Problem to solve = Convert each line of the data below into a Markdown table with a "Row" column for the row number and a "Line" column for the line itself. Skip blank lines.

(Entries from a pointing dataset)
>>>>
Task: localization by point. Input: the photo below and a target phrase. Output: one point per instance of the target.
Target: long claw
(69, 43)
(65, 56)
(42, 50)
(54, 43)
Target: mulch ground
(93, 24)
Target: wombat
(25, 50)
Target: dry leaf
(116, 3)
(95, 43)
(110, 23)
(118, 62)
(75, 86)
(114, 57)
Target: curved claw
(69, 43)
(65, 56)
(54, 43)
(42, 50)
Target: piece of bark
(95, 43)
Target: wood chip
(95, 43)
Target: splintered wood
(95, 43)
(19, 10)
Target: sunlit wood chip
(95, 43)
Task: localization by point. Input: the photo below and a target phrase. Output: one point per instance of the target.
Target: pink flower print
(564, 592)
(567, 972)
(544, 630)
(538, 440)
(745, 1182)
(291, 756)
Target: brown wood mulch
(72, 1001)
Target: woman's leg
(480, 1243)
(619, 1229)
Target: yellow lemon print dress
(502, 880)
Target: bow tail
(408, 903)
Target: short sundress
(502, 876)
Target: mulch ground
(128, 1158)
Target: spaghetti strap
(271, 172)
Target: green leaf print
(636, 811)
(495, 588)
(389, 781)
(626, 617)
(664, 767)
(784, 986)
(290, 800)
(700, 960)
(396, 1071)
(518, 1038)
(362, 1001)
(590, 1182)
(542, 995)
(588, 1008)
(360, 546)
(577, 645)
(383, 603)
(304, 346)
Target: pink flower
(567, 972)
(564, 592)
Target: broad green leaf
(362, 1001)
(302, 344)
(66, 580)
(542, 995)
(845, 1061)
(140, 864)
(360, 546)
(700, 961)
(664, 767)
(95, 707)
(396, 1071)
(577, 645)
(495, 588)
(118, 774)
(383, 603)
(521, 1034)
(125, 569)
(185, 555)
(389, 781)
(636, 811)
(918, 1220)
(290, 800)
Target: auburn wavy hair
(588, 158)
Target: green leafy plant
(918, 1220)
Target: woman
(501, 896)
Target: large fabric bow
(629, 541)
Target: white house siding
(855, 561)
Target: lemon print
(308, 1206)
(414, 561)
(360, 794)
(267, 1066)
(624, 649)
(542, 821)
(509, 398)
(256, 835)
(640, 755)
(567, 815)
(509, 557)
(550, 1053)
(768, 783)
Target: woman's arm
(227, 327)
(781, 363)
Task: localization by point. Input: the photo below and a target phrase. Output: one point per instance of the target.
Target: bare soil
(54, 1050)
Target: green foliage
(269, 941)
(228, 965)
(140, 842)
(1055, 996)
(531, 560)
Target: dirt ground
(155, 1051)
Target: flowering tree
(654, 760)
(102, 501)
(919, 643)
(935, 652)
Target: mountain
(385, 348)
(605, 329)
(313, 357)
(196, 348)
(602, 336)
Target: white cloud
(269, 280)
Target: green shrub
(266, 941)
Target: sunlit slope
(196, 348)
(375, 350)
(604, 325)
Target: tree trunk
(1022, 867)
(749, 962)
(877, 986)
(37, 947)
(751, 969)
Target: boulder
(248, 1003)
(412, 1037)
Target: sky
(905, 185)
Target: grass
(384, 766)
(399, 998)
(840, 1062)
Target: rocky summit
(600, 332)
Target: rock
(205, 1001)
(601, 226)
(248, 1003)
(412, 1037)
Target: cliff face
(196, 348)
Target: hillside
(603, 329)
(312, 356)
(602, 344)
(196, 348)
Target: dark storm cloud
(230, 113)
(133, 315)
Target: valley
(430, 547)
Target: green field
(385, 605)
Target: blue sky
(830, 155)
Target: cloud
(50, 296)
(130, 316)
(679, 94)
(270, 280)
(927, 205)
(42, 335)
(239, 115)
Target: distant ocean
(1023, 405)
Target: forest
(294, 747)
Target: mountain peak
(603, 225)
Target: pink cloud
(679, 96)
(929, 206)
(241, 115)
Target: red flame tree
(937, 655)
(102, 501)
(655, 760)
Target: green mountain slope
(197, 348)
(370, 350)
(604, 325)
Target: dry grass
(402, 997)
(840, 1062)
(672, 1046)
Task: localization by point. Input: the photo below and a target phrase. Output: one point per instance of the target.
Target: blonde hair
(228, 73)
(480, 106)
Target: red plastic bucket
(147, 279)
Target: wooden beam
<<<<
Full solution =
| Row | Line |
|---|---|
| 1 | Task: localization by point. Input: the photo below and a target phrase. Output: one point per instance of the target. |
| 2 | Target: long claw |
| 3 | (69, 43) |
| 4 | (65, 56) |
| 5 | (42, 50) |
| 6 | (54, 43) |
| 7 | Target: mulch ground |
| 8 | (93, 24) |
| 9 | Target: wombat |
| 10 | (25, 50) |
| 11 | Target: dry leaf |
| 12 | (116, 3) |
| 13 | (95, 43) |
| 14 | (110, 23) |
| 15 | (118, 62) |
| 16 | (75, 86) |
| 17 | (114, 57) |
| 18 | Target: curved claw |
| 19 | (69, 43) |
| 20 | (65, 56) |
| 21 | (54, 43) |
| 22 | (42, 50) |
| 23 | Target: piece of bark |
| 24 | (95, 43) |
| 25 | Target: wood chip |
| 26 | (95, 43) |
| 27 | Target: splintered wood |
| 28 | (95, 43) |
| 29 | (19, 10) |
| 30 | Target: sunlit wood chip |
| 31 | (95, 43) |
| 32 | Task: localization by point. Input: the photo below and a target phrase. Output: one point per instance of the target. |
| 33 | Target: pink flower print |
| 34 | (564, 592) |
| 35 | (567, 972) |
| 36 | (544, 630) |
| 37 | (538, 440) |
| 38 | (745, 1182) |
| 39 | (291, 756) |
| 40 | Target: brown wood mulch |
| 41 | (72, 1001) |
| 42 | Target: woman's leg |
| 43 | (480, 1243) |
| 44 | (619, 1229) |
| 45 | Target: yellow lemon print dress |
| 46 | (502, 880) |
| 47 | Target: bow tail |
| 48 | (408, 903) |
| 49 | Target: short sundress |
| 50 | (502, 876) |
| 51 | Target: mulch ground |
| 52 | (128, 1158) |
| 53 | Target: spaghetti strap |
| 54 | (271, 172) |
| 55 | Target: green leaf print |
| 56 | (636, 811) |
| 57 | (495, 588) |
| 58 | (389, 781) |
| 59 | (626, 617) |
| 60 | (664, 767) |
| 61 | (784, 986) |
| 62 | (290, 800) |
| 63 | (700, 960) |
| 64 | (396, 1071) |
| 65 | (518, 1038) |
| 66 | (362, 1001) |
| 67 | (590, 1182) |
| 68 | (542, 995) |
| 69 | (588, 1008) |
| 70 | (360, 546) |
| 71 | (577, 645) |
| 72 | (383, 603) |
| 73 | (304, 346) |
| 74 | Target: pink flower |
| 75 | (567, 972) |
| 76 | (564, 592) |
| 77 | Target: broad green leaf |
| 78 | (362, 1001) |
| 79 | (302, 344) |
| 80 | (66, 580) |
| 81 | (542, 995) |
| 82 | (845, 1061) |
| 83 | (140, 864) |
| 84 | (360, 546) |
| 85 | (700, 961) |
| 86 | (664, 767) |
| 87 | (95, 707) |
| 88 | (396, 1071) |
| 89 | (577, 645) |
| 90 | (495, 588) |
| 91 | (118, 774) |
| 92 | (383, 603) |
| 93 | (521, 1034) |
| 94 | (125, 569) |
| 95 | (185, 555) |
| 96 | (389, 781) |
| 97 | (636, 811) |
| 98 | (918, 1220) |
| 99 | (290, 800) |
| 100 | Target: auburn wavy hair |
| 101 | (588, 158) |
| 102 | Target: green leafy plant |
| 103 | (918, 1220) |
| 104 | Target: woman |
| 105 | (501, 896) |
| 106 | Target: large fabric bow |
| 107 | (629, 541) |
| 108 | Target: white house siding |
| 109 | (855, 561) |
| 110 | Target: lemon print |
| 111 | (308, 1206) |
| 112 | (414, 561) |
| 113 | (360, 794) |
| 114 | (267, 1066) |
| 115 | (624, 649) |
| 116 | (542, 821) |
| 117 | (509, 398) |
| 118 | (256, 835) |
| 119 | (640, 755) |
| 120 | (567, 815) |
| 121 | (509, 557) |
| 122 | (550, 1053) |
| 123 | (768, 783) |
| 124 | Target: woman's arm |
| 125 | (227, 327) |
| 126 | (781, 363) |
| 127 | Task: localization by point. Input: the photo below and a target phrase. Output: one point per instance of the target. |
| 128 | Target: bare soil |
| 129 | (54, 1050) |
| 130 | Target: green foliage |
| 131 | (269, 941) |
| 132 | (228, 965) |
| 133 | (140, 842) |
| 134 | (1055, 996) |
| 135 | (531, 560) |
| 136 | Target: dirt ground |
| 137 | (155, 1051) |
| 138 | Target: flowering tree |
| 139 | (654, 760) |
| 140 | (102, 501) |
| 141 | (919, 643) |
| 142 | (935, 652) |
| 143 | Target: mountain |
| 144 | (385, 348) |
| 145 | (605, 329) |
| 146 | (313, 357) |
| 147 | (196, 348) |
| 148 | (602, 336) |
| 149 | Target: white cloud |
| 150 | (269, 280) |
| 151 | Target: green shrub |
| 152 | (266, 941) |
| 153 | Target: sunlit slope |
| 154 | (196, 348) |
| 155 | (375, 350) |
| 156 | (604, 325) |
| 157 | Target: tree trunk |
| 158 | (1022, 867) |
| 159 | (749, 962) |
| 160 | (877, 986) |
| 161 | (37, 947) |
| 162 | (751, 969) |
| 163 | Target: boulder |
| 164 | (248, 1003) |
| 165 | (412, 1037) |
| 166 | Target: sky |
| 167 | (905, 185) |
| 168 | Target: grass |
| 169 | (384, 766) |
| 170 | (399, 998) |
| 171 | (840, 1062) |
| 172 | Target: rocky summit |
| 173 | (600, 332) |
| 174 | Target: rock |
| 175 | (205, 1001) |
| 176 | (601, 226) |
| 177 | (248, 1003) |
| 178 | (412, 1037) |
| 179 | Target: cliff face |
| 180 | (196, 348) |
| 181 | Target: hillside |
| 182 | (603, 329) |
| 183 | (312, 356) |
| 184 | (602, 344) |
| 185 | (196, 348) |
| 186 | Target: dark storm cloud |
| 187 | (230, 113) |
| 188 | (133, 315) |
| 189 | Target: valley |
| 190 | (430, 547) |
| 191 | Target: green field |
| 192 | (385, 605) |
| 193 | Target: blue sky |
| 194 | (830, 155) |
| 195 | Target: cloud |
| 196 | (50, 296) |
| 197 | (130, 316) |
| 198 | (679, 94) |
| 199 | (270, 280) |
| 200 | (927, 205) |
| 201 | (42, 335) |
| 202 | (239, 115) |
| 203 | Target: distant ocean |
| 204 | (1023, 405) |
| 205 | Target: forest |
| 206 | (294, 747) |
| 207 | Target: mountain peak |
| 208 | (603, 225) |
| 209 | Target: pink cloud |
| 210 | (679, 96) |
| 211 | (929, 206) |
| 212 | (241, 115) |
| 213 | Target: red flame tree |
| 214 | (937, 655) |
| 215 | (102, 501) |
| 216 | (655, 760) |
| 217 | Target: green mountain slope |
| 218 | (197, 348) |
| 219 | (370, 350) |
| 220 | (604, 325) |
| 221 | Target: dry grass |
| 222 | (402, 997) |
| 223 | (840, 1062) |
| 224 | (672, 1046) |
| 225 | Task: localization by point. Input: the photo below and a target phrase. Output: one point per instance of the target. |
| 226 | Target: blonde hair |
| 227 | (228, 73) |
| 228 | (480, 106) |
| 229 | Target: red plastic bucket |
| 230 | (147, 279) |
| 231 | Target: wooden beam |